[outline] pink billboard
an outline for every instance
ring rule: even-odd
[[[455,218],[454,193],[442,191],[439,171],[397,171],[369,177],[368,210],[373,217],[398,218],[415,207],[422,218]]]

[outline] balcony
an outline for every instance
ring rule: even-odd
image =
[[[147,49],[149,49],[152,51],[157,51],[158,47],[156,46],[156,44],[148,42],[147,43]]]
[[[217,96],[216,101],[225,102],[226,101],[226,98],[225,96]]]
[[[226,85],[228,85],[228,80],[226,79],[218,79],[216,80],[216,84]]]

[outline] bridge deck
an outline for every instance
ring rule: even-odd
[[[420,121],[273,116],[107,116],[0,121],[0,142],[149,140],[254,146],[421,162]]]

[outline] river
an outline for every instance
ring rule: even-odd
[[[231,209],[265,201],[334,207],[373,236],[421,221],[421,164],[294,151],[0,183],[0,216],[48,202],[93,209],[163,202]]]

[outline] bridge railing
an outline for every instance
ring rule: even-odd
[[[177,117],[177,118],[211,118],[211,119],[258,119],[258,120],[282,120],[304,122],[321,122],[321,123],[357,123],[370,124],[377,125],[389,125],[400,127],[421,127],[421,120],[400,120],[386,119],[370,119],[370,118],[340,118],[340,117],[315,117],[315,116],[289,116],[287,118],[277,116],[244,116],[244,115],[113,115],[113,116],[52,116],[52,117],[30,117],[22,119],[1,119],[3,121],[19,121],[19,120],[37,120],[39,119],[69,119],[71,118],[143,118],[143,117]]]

---

**Exercise directions:**
Convert all of the items above into a numbered list with one line per number, leaving out the blank lines.

**The output:**
1. [outline] pink billboard
2. an outline for every instance
3. ring rule: even-odd
4. [[[455,218],[454,193],[442,191],[439,171],[397,171],[369,177],[368,210],[373,217],[398,218],[415,207],[422,218]]]
5. [outline] balcony
6. an outline for every instance
7. ring rule: even-odd
8. image =
9. [[[147,49],[149,49],[152,51],[157,51],[158,47],[156,46],[156,44],[148,42],[147,43]]]
10. [[[217,96],[216,101],[225,102],[226,101],[226,98],[225,96]]]
11. [[[226,85],[228,85],[228,80],[226,79],[218,79],[216,80],[216,84]]]
12. [outline] bridge deck
13. an outline for every instance
14. ring rule: even-odd
15. [[[420,121],[273,116],[107,116],[0,121],[0,142],[149,140],[254,146],[421,162]]]
16. [outline] river
17. an outline for every instance
18. ring rule: even-odd
19. [[[231,209],[265,201],[334,207],[373,236],[421,221],[421,164],[294,151],[0,183],[0,216],[48,202],[93,209],[163,202]]]
20. [outline] bridge railing
21. an outline for every instance
22. ring rule: even-odd
23. [[[177,117],[177,118],[211,118],[211,119],[258,119],[258,120],[282,120],[304,122],[321,122],[321,123],[357,123],[370,124],[377,125],[389,125],[400,127],[421,127],[421,120],[400,120],[386,119],[370,119],[370,118],[340,118],[340,117],[315,117],[315,116],[289,116],[287,118],[277,116],[244,116],[244,115],[113,115],[113,116],[52,116],[52,117],[30,117],[22,119],[1,119],[3,121],[19,121],[19,120],[37,120],[39,119],[69,119],[71,118],[143,118],[143,117]]]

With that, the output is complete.